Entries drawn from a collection
━━━━

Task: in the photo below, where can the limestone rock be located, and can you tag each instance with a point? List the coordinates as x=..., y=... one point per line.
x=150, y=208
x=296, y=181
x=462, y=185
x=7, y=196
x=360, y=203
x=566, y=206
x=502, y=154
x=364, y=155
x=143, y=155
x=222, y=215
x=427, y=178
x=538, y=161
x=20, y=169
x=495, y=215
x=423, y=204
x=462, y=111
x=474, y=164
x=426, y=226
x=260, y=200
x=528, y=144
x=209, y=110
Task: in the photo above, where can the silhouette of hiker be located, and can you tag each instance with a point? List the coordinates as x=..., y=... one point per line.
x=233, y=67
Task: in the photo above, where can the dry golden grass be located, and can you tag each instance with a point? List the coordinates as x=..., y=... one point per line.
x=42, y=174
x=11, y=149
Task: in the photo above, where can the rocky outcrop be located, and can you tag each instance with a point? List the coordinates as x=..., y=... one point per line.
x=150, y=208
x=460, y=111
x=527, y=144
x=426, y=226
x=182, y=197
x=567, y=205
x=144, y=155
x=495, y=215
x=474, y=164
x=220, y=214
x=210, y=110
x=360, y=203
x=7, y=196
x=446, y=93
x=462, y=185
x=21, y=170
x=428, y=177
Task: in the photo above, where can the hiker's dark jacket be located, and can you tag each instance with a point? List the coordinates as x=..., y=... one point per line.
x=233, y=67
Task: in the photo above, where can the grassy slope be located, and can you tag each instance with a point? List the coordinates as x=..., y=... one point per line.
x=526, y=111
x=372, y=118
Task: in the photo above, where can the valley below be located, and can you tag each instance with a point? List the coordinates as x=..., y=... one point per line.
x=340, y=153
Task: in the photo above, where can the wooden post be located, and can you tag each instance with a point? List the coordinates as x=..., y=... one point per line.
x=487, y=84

━━━━

Exercise task: Retype all of the entries above word for word, changing nothing.

Correct answer:
Task: in the photo below, where can the limestone rock be located, and can you tag each instance with a point? List the coordinates as x=..., y=... one point per line.
x=150, y=208
x=296, y=181
x=462, y=185
x=7, y=196
x=360, y=203
x=566, y=206
x=502, y=154
x=364, y=155
x=143, y=155
x=222, y=215
x=427, y=178
x=538, y=161
x=20, y=169
x=495, y=215
x=423, y=204
x=462, y=111
x=474, y=164
x=426, y=226
x=260, y=200
x=528, y=144
x=209, y=110
Task: in the photo above, where can the silhouette of hiker be located, and can you tag each instance with a point? List the coordinates as x=..., y=... one point per line.
x=233, y=67
Task: in the photo above, where can the dry golden grass be located, and can you tag each instance with a point? List the coordinates as x=..., y=... one point per line.
x=42, y=174
x=11, y=149
Task: in the photo above, where can the rocky outcrop be located, and can you tag each instance with a point? List the coordinates as x=..., y=... one point per line.
x=150, y=208
x=460, y=111
x=527, y=144
x=426, y=226
x=182, y=197
x=567, y=205
x=144, y=155
x=495, y=215
x=474, y=164
x=220, y=214
x=210, y=110
x=360, y=203
x=7, y=196
x=446, y=93
x=462, y=185
x=21, y=170
x=428, y=177
Task: in the photo above, where can the hiker's dark jacket be located, and can you tag each instance with a point? List the coordinates as x=..., y=... one point per line.
x=233, y=67
Task: in the photo above, where can the grassy slope be located, and can you tag each instance with a point? List the coordinates as x=..., y=... one point per line.
x=526, y=111
x=372, y=118
Task: in the photo above, where can the valley below be located, and can you tag each instance with a point? List the coordinates as x=..., y=... one point per line.
x=340, y=153
Task: in the photo above, where can the wooden post be located, and can you tag each instance with a point? List the coordinates as x=..., y=... one point per line.
x=487, y=84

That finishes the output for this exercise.